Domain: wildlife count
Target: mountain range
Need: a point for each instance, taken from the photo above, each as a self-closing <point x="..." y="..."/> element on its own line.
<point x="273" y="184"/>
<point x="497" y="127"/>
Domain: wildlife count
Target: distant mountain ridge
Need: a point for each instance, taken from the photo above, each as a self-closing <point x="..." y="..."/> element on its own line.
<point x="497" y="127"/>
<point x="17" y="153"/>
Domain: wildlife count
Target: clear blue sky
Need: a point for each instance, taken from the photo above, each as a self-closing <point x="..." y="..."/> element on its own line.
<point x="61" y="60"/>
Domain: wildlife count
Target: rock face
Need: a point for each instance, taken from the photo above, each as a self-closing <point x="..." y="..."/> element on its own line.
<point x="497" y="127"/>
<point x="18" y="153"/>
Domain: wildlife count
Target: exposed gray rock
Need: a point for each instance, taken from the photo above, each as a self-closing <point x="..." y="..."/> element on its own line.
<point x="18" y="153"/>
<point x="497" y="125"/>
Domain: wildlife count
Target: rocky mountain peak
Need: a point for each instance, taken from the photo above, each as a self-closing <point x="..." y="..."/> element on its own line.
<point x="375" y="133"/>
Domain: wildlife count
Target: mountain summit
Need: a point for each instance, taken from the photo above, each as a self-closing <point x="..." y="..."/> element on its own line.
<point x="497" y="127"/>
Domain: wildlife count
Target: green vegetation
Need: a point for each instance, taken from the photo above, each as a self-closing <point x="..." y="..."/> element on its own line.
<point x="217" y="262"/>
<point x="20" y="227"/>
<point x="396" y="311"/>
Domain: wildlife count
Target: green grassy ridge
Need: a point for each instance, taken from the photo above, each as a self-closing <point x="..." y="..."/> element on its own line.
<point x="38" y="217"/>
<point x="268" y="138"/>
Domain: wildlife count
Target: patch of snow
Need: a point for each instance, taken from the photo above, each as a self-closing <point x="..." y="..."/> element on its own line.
..............................
WORK INSTRUCTIONS: Everything from the line containing "Target: patch of snow" through the last line above should be set down exactly; include no other lines.

RESPONSE FOR THIS EXERCISE:
Target: patch of snow
Need: a point for each instance, taken from the photo above, each as a self-closing <point x="..." y="..."/> element on its own line.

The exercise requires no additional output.